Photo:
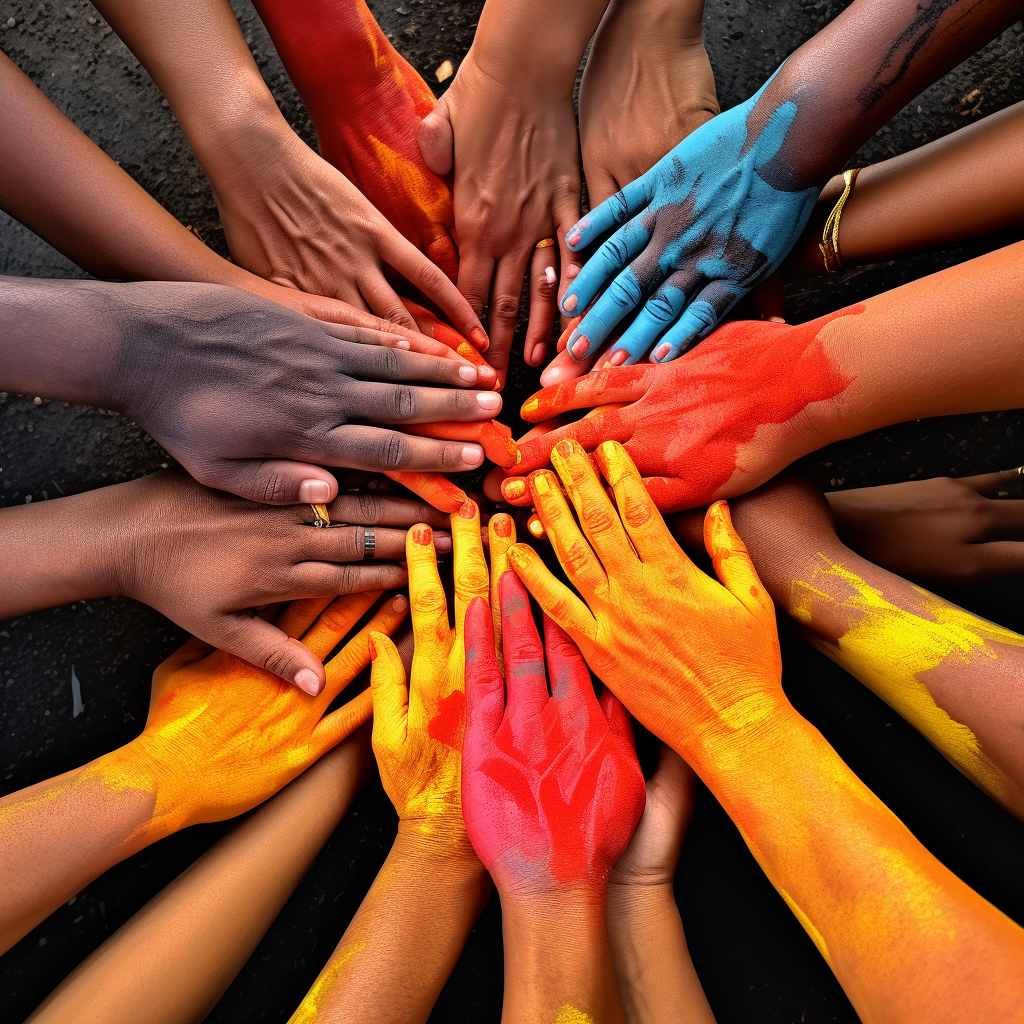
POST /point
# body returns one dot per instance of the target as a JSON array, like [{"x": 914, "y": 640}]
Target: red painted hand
[
  {"x": 716, "y": 423},
  {"x": 551, "y": 786}
]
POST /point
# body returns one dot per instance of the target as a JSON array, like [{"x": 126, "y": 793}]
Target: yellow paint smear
[{"x": 888, "y": 648}]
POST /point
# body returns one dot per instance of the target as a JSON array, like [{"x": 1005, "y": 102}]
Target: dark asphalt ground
[{"x": 754, "y": 960}]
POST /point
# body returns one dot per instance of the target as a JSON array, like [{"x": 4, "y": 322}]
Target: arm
[
  {"x": 552, "y": 793},
  {"x": 652, "y": 963},
  {"x": 720, "y": 211},
  {"x": 432, "y": 887},
  {"x": 698, "y": 664},
  {"x": 758, "y": 395},
  {"x": 288, "y": 215},
  {"x": 206, "y": 924},
  {"x": 194, "y": 762},
  {"x": 955, "y": 677}
]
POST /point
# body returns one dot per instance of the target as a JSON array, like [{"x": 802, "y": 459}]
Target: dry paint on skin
[{"x": 889, "y": 648}]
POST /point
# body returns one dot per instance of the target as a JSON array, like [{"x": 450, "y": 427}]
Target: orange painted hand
[
  {"x": 690, "y": 687},
  {"x": 419, "y": 726},
  {"x": 222, "y": 736}
]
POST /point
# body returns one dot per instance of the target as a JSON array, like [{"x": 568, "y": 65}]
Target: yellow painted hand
[
  {"x": 419, "y": 727},
  {"x": 222, "y": 736}
]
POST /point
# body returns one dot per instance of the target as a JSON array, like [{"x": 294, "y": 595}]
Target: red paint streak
[
  {"x": 449, "y": 723},
  {"x": 685, "y": 421}
]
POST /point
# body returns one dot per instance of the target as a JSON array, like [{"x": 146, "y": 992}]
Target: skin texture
[
  {"x": 432, "y": 887},
  {"x": 221, "y": 737},
  {"x": 552, "y": 792},
  {"x": 243, "y": 392},
  {"x": 719, "y": 213},
  {"x": 652, "y": 964},
  {"x": 955, "y": 677},
  {"x": 757, "y": 395},
  {"x": 506, "y": 128},
  {"x": 697, "y": 663},
  {"x": 204, "y": 559},
  {"x": 940, "y": 530},
  {"x": 207, "y": 923},
  {"x": 288, "y": 215}
]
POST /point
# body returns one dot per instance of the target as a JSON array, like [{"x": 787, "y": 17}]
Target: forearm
[
  {"x": 558, "y": 965},
  {"x": 906, "y": 939},
  {"x": 863, "y": 67},
  {"x": 424, "y": 900},
  {"x": 958, "y": 187},
  {"x": 652, "y": 964},
  {"x": 205, "y": 925}
]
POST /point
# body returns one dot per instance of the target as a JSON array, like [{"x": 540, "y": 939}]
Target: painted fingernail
[
  {"x": 306, "y": 681},
  {"x": 314, "y": 493}
]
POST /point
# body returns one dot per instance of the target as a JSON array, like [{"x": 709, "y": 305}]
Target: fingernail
[
  {"x": 306, "y": 681},
  {"x": 314, "y": 493}
]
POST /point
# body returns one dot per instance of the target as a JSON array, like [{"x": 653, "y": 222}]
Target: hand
[
  {"x": 551, "y": 785},
  {"x": 716, "y": 424},
  {"x": 419, "y": 726},
  {"x": 697, "y": 231},
  {"x": 172, "y": 534},
  {"x": 222, "y": 736},
  {"x": 695, "y": 688},
  {"x": 939, "y": 530},
  {"x": 513, "y": 146},
  {"x": 647, "y": 85},
  {"x": 245, "y": 394}
]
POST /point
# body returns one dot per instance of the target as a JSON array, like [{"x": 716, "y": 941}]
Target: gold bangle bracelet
[{"x": 829, "y": 235}]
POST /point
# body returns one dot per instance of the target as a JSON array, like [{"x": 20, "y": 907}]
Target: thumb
[
  {"x": 264, "y": 645},
  {"x": 437, "y": 139},
  {"x": 271, "y": 481}
]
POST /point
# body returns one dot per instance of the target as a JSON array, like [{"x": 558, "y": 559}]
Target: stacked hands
[{"x": 338, "y": 366}]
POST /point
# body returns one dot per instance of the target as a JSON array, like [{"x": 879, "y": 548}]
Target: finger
[
  {"x": 543, "y": 292},
  {"x": 379, "y": 450},
  {"x": 484, "y": 696},
  {"x": 732, "y": 564},
  {"x": 430, "y": 625},
  {"x": 574, "y": 554},
  {"x": 524, "y": 681},
  {"x": 597, "y": 515},
  {"x": 993, "y": 484},
  {"x": 354, "y": 656},
  {"x": 620, "y": 723},
  {"x": 554, "y": 597},
  {"x": 612, "y": 212},
  {"x": 336, "y": 620},
  {"x": 271, "y": 481},
  {"x": 390, "y": 694}
]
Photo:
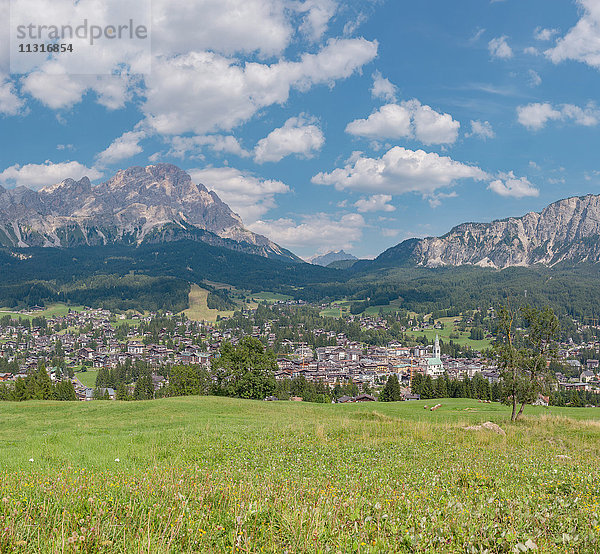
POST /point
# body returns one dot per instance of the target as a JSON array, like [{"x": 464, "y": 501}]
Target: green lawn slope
[{"x": 209, "y": 474}]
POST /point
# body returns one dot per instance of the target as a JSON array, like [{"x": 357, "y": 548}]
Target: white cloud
[
  {"x": 122, "y": 148},
  {"x": 399, "y": 171},
  {"x": 318, "y": 15},
  {"x": 582, "y": 42},
  {"x": 499, "y": 48},
  {"x": 432, "y": 127},
  {"x": 315, "y": 232},
  {"x": 203, "y": 62},
  {"x": 535, "y": 116},
  {"x": 352, "y": 25},
  {"x": 375, "y": 203},
  {"x": 383, "y": 88},
  {"x": 509, "y": 185},
  {"x": 435, "y": 200},
  {"x": 10, "y": 102},
  {"x": 228, "y": 144},
  {"x": 227, "y": 27},
  {"x": 248, "y": 195},
  {"x": 534, "y": 78},
  {"x": 481, "y": 129},
  {"x": 201, "y": 92},
  {"x": 409, "y": 119},
  {"x": 544, "y": 34},
  {"x": 36, "y": 176},
  {"x": 299, "y": 135}
]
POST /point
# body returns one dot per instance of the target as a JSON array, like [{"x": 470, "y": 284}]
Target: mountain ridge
[
  {"x": 155, "y": 203},
  {"x": 567, "y": 230}
]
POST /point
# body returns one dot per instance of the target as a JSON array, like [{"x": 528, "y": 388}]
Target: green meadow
[{"x": 204, "y": 474}]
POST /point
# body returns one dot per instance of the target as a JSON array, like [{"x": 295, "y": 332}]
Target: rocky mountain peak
[
  {"x": 565, "y": 231},
  {"x": 159, "y": 203}
]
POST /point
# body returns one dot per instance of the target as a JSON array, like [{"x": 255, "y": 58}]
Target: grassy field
[
  {"x": 199, "y": 310},
  {"x": 225, "y": 475},
  {"x": 51, "y": 310},
  {"x": 449, "y": 328},
  {"x": 88, "y": 378}
]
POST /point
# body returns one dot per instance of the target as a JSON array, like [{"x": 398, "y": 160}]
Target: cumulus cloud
[
  {"x": 409, "y": 119},
  {"x": 383, "y": 88},
  {"x": 481, "y": 129},
  {"x": 201, "y": 92},
  {"x": 399, "y": 171},
  {"x": 318, "y": 14},
  {"x": 10, "y": 102},
  {"x": 499, "y": 48},
  {"x": 375, "y": 203},
  {"x": 544, "y": 34},
  {"x": 582, "y": 42},
  {"x": 203, "y": 62},
  {"x": 314, "y": 232},
  {"x": 36, "y": 176},
  {"x": 299, "y": 135},
  {"x": 228, "y": 144},
  {"x": 122, "y": 148},
  {"x": 248, "y": 195},
  {"x": 509, "y": 185},
  {"x": 535, "y": 116},
  {"x": 228, "y": 27}
]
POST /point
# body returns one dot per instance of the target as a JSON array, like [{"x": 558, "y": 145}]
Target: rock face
[
  {"x": 565, "y": 231},
  {"x": 158, "y": 203}
]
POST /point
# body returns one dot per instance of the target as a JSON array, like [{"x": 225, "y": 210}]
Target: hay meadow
[{"x": 205, "y": 474}]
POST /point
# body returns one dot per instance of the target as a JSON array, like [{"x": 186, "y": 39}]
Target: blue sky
[{"x": 330, "y": 124}]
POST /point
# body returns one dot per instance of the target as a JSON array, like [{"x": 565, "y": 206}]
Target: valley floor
[{"x": 208, "y": 474}]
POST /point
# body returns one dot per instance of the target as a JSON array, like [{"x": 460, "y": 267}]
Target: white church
[{"x": 435, "y": 366}]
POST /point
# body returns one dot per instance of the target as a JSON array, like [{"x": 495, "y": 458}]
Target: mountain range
[
  {"x": 330, "y": 257},
  {"x": 565, "y": 231},
  {"x": 145, "y": 235},
  {"x": 140, "y": 205},
  {"x": 160, "y": 204}
]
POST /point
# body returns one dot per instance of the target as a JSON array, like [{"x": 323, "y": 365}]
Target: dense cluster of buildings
[{"x": 91, "y": 339}]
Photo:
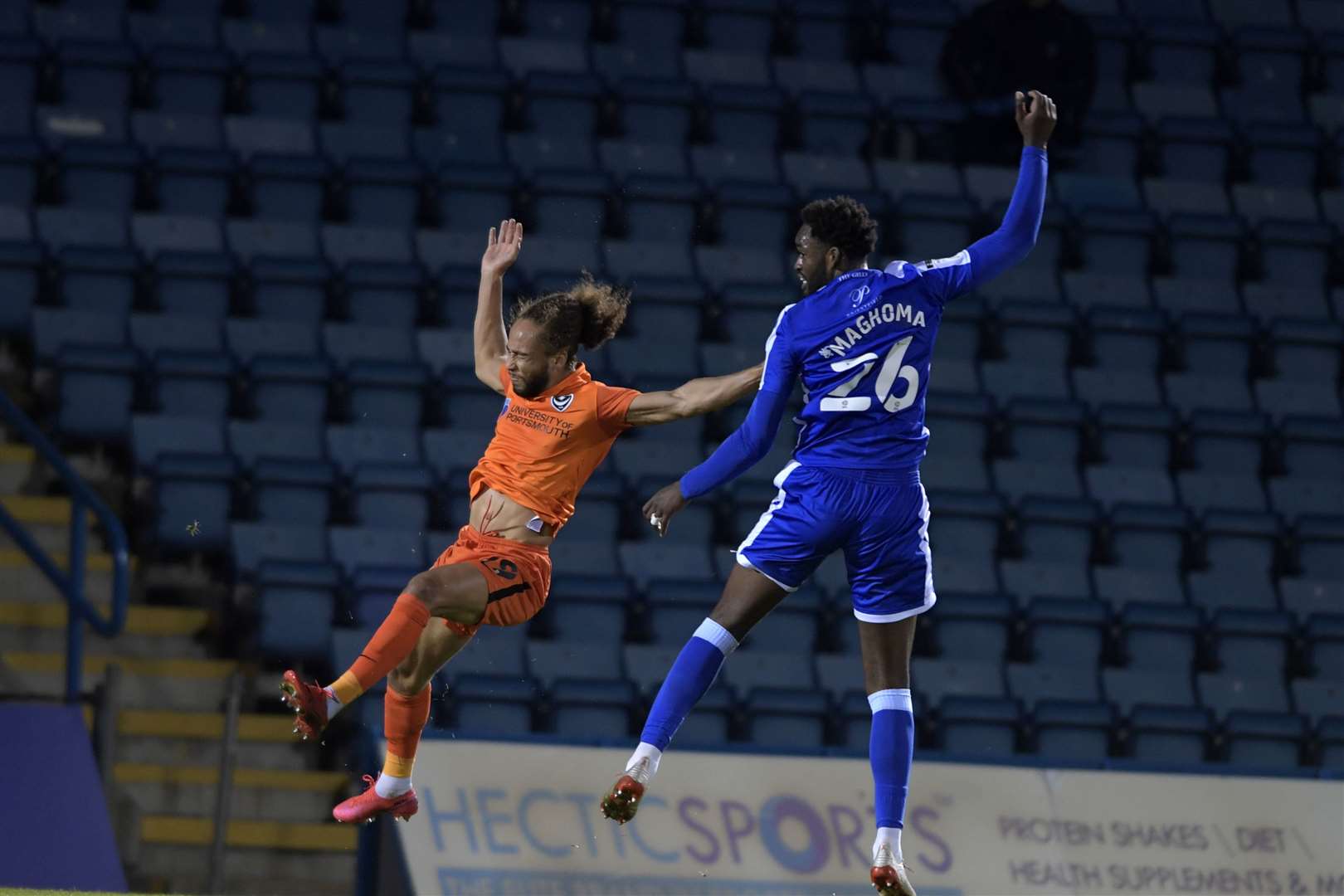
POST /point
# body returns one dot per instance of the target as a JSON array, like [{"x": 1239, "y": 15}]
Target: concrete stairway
[{"x": 168, "y": 731}]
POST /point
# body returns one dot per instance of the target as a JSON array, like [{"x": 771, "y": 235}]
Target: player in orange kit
[{"x": 555, "y": 427}]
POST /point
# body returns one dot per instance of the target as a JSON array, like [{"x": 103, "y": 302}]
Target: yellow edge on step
[
  {"x": 140, "y": 620},
  {"x": 39, "y": 509},
  {"x": 262, "y": 835},
  {"x": 14, "y": 558},
  {"x": 203, "y": 726},
  {"x": 11, "y": 453},
  {"x": 130, "y": 772},
  {"x": 168, "y": 668}
]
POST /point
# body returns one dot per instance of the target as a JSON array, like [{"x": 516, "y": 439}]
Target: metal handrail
[{"x": 71, "y": 585}]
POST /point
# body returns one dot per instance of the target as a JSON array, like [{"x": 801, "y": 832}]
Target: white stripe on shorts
[
  {"x": 765, "y": 519},
  {"x": 930, "y": 598}
]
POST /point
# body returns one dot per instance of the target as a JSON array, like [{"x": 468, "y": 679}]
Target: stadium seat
[
  {"x": 973, "y": 626},
  {"x": 550, "y": 661},
  {"x": 1239, "y": 550},
  {"x": 1265, "y": 740},
  {"x": 1168, "y": 735},
  {"x": 793, "y": 719},
  {"x": 1127, "y": 688},
  {"x": 1057, "y": 539},
  {"x": 1073, "y": 731},
  {"x": 592, "y": 709},
  {"x": 1227, "y": 692},
  {"x": 1252, "y": 642},
  {"x": 979, "y": 727},
  {"x": 1160, "y": 635},
  {"x": 489, "y": 705}
]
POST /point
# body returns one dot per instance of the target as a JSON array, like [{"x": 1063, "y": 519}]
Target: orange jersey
[{"x": 546, "y": 448}]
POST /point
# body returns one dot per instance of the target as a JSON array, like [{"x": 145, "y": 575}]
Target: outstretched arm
[
  {"x": 693, "y": 398},
  {"x": 488, "y": 338},
  {"x": 1016, "y": 236},
  {"x": 735, "y": 455}
]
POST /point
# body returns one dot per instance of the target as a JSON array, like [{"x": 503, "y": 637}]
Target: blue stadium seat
[
  {"x": 1127, "y": 688},
  {"x": 550, "y": 661},
  {"x": 1326, "y": 635},
  {"x": 587, "y": 609},
  {"x": 192, "y": 501},
  {"x": 786, "y": 666},
  {"x": 962, "y": 533},
  {"x": 97, "y": 391},
  {"x": 1170, "y": 735},
  {"x": 1046, "y": 446},
  {"x": 1073, "y": 731},
  {"x": 1239, "y": 550},
  {"x": 1319, "y": 547},
  {"x": 1227, "y": 453},
  {"x": 1068, "y": 631},
  {"x": 1331, "y": 738},
  {"x": 1305, "y": 360},
  {"x": 957, "y": 434},
  {"x": 296, "y": 622},
  {"x": 253, "y": 543},
  {"x": 979, "y": 727},
  {"x": 1127, "y": 353},
  {"x": 593, "y": 709},
  {"x": 1057, "y": 542},
  {"x": 348, "y": 446},
  {"x": 973, "y": 626},
  {"x": 786, "y": 718},
  {"x": 494, "y": 705},
  {"x": 1148, "y": 546},
  {"x": 937, "y": 679},
  {"x": 1160, "y": 635},
  {"x": 392, "y": 494},
  {"x": 1040, "y": 681},
  {"x": 1216, "y": 351},
  {"x": 1252, "y": 642},
  {"x": 1265, "y": 740},
  {"x": 1035, "y": 338},
  {"x": 1227, "y": 692},
  {"x": 290, "y": 388},
  {"x": 293, "y": 490},
  {"x": 1317, "y": 699}
]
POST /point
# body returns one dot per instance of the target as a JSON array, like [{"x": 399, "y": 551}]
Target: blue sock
[
  {"x": 693, "y": 674},
  {"x": 891, "y": 746}
]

☆ ☆ ☆

Exercise instructions -
Extract each line of the material that contains the string "fingernail", treating uppercase and lowercase letters as different.

Task response -
Target: painted fingernail
Target: fingernail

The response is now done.